Exercise brief -> Could you repeat the rows below word for word, omitting the pictures?

Dataset rows on where objects appear
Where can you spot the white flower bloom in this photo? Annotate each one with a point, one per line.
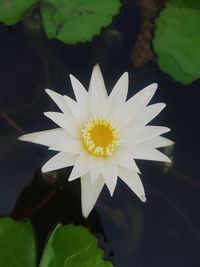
(101, 136)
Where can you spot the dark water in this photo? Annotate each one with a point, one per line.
(163, 232)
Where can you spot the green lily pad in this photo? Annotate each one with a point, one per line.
(177, 41)
(77, 21)
(72, 246)
(11, 11)
(17, 244)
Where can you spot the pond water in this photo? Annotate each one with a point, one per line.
(165, 231)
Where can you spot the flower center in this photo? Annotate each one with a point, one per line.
(99, 137)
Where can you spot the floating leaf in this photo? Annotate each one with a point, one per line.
(72, 246)
(11, 11)
(17, 244)
(177, 41)
(78, 20)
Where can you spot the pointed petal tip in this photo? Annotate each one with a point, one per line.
(143, 198)
(49, 91)
(21, 137)
(44, 169)
(85, 213)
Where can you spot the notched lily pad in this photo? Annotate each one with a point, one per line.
(11, 11)
(77, 21)
(177, 41)
(73, 246)
(17, 244)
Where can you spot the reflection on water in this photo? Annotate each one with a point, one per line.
(162, 232)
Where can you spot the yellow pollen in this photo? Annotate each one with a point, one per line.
(99, 137)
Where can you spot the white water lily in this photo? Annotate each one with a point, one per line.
(101, 136)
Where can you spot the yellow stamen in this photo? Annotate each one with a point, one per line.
(99, 137)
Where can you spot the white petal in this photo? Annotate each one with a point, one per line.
(79, 90)
(126, 160)
(59, 100)
(133, 180)
(98, 92)
(79, 111)
(127, 112)
(118, 95)
(147, 114)
(90, 193)
(81, 167)
(159, 141)
(70, 146)
(138, 135)
(59, 161)
(95, 164)
(65, 121)
(46, 138)
(142, 151)
(109, 173)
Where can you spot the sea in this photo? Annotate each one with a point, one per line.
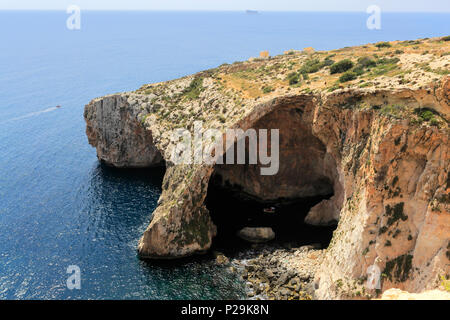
(59, 207)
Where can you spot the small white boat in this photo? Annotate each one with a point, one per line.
(269, 210)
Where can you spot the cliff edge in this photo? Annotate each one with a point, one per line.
(369, 123)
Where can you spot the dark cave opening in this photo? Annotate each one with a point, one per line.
(231, 210)
(238, 195)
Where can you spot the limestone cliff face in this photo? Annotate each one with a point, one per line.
(381, 150)
(119, 137)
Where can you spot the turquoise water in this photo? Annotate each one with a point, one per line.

Answer for the task ->
Where can you spot the white flower bloom in this photo? Annotate each one with a point, one per line.
(101, 136)
Where can you spot the dark water in this photo? Annotate each one with a point, one per line.
(163, 232)
Where can you spot the green lily pad in this photo? Annotate each one with a point, one per line.
(177, 41)
(77, 21)
(72, 246)
(11, 11)
(17, 244)
Where can you spot the pond water in this photo? Annotate each one with a point, one per line.
(165, 231)
Where can you spot the flower center in this photo? Annotate each one with a point, one per line.
(99, 137)
Where can you spot the floating leaf in this photo? Annotate each one with a point, one per line.
(72, 246)
(11, 11)
(17, 244)
(177, 41)
(78, 20)
Where can you spot the pointed petal tip in this photo? Annotate each one with a point, one per line.
(143, 198)
(49, 91)
(21, 137)
(44, 169)
(85, 213)
Where can you spot the notched lily pad in this photo? Annotate each one with a point, one per line.
(11, 11)
(77, 21)
(177, 41)
(73, 246)
(17, 244)
Where can you spot the reflection on water in this photo? Annotate each one with a point, one per line.
(162, 232)
Where can you spot the yellow pollen in this photo? Annotate each one with a point, one per line.
(99, 137)
Where can you spot the white water lily in this photo? Annotate each one with a point, one per line.
(101, 136)
Where can you spot the yellow stamen in this photo? Annotate each one with a point, one per line.
(99, 137)
Where can you spot the white petal in this photo? Annotate each one with a point, one per line.
(79, 90)
(126, 160)
(59, 100)
(133, 180)
(98, 92)
(79, 111)
(127, 112)
(118, 95)
(147, 114)
(90, 193)
(81, 167)
(159, 141)
(70, 146)
(138, 135)
(59, 161)
(95, 164)
(65, 121)
(46, 138)
(142, 151)
(109, 173)
Where can you spot the sea in this photo? Annotate each one with a point, one per line.
(59, 207)
Where can you spot the small white boat in this photo? Annotate each one with a point, one per line.
(269, 210)
Where can you spot the cliff edge in this photo? Annotate each one with a point, one per line.
(369, 123)
Where can you spot the dark cave opening in this photo? Annotate each one with a point, one per line.
(231, 210)
(238, 195)
Where can you spot the limestone cliff face in this photo? Annotate each one with a point, one per line.
(381, 150)
(119, 137)
Where can you spot the turquoise water in this photo? Annotate each one with a point, one per line.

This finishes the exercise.